Quoted text:
+--

Qwest Records is the American record label started by Quincy Jones in 1980 as a joint venture with Warner Bros. Records, and owned by Warner Music Group, although Jones was still under contract with A&M Records through 1981. George Benson's 1980 Give Me the Night LP was the first release on Qwest, although it was shared with Warner Bros. Records, where Benson was under contract. One of the first artists to sign with Qwest was Jones's goddaughter, Patti Austin. Qwest released Every Home Should Have One in 1981.

Although it focused on the R&B market, its signings included Frank Sinatra (whom Jones produced in the 1960s), Tevin Campbell, Radiance, and British alternative dance group New Order (as well as the backlog of their earlier post-punk incarnation, Joy Division). 

Quincy Jones - NME - May 1990

The label also ventured into hip hop music during the 1990s. Qwest also discovered R&B artist Tamia, who enjoyed a long career. The gospel group the Winans signed with the label in 1985. Táta Vega was also signed and released Now I See through Qwest. Robert Stewart, who performed on the Pulitzer Prize-winning Wynton Marsalis recording Blood on the Fields, was signed to the label in 1994. His two albums for Qwest, In the Gutta and The Force, received critical acclaim.

+--

Collected data:
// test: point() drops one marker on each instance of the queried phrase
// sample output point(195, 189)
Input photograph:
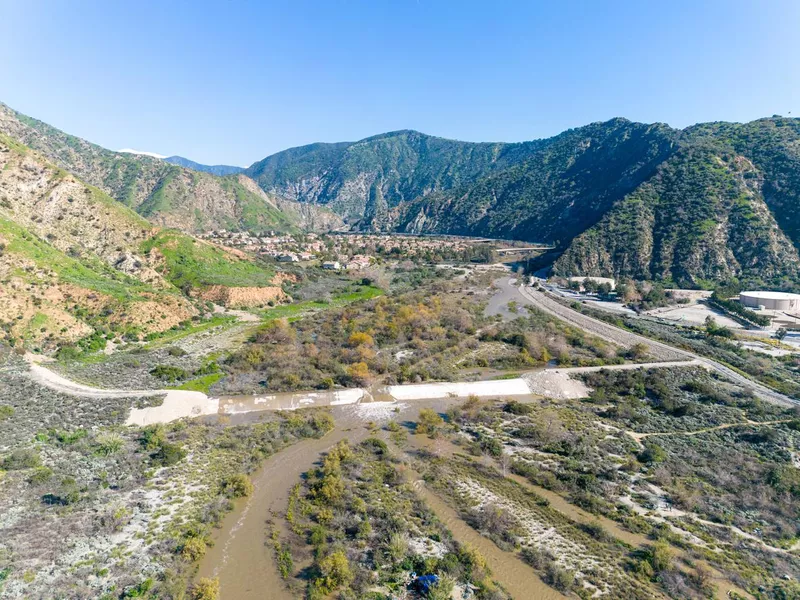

+--

Exercise goal: Write out the Qwest Records text word for word, from "Quincy Jones - NME" up to and including "received critical acclaim.". The listing is separate from the Qwest Records text.

Right answer:
Quincy Jones - NME - May 1990

The label also ventured into hip hop music during the 1990s. Qwest also discovered R&B artist Tamia, who enjoyed a long career. The gospel group the Winans signed with the label in 1985. Táta Vega was also signed and released Now I See through Qwest. Robert Stewart, who performed on the Pulitzer Prize-winning Wynton Marsalis recording Blood on the Fields, was signed to the label in 1994. His two albums for Qwest, In the Gutta and The Force, received critical acclaim.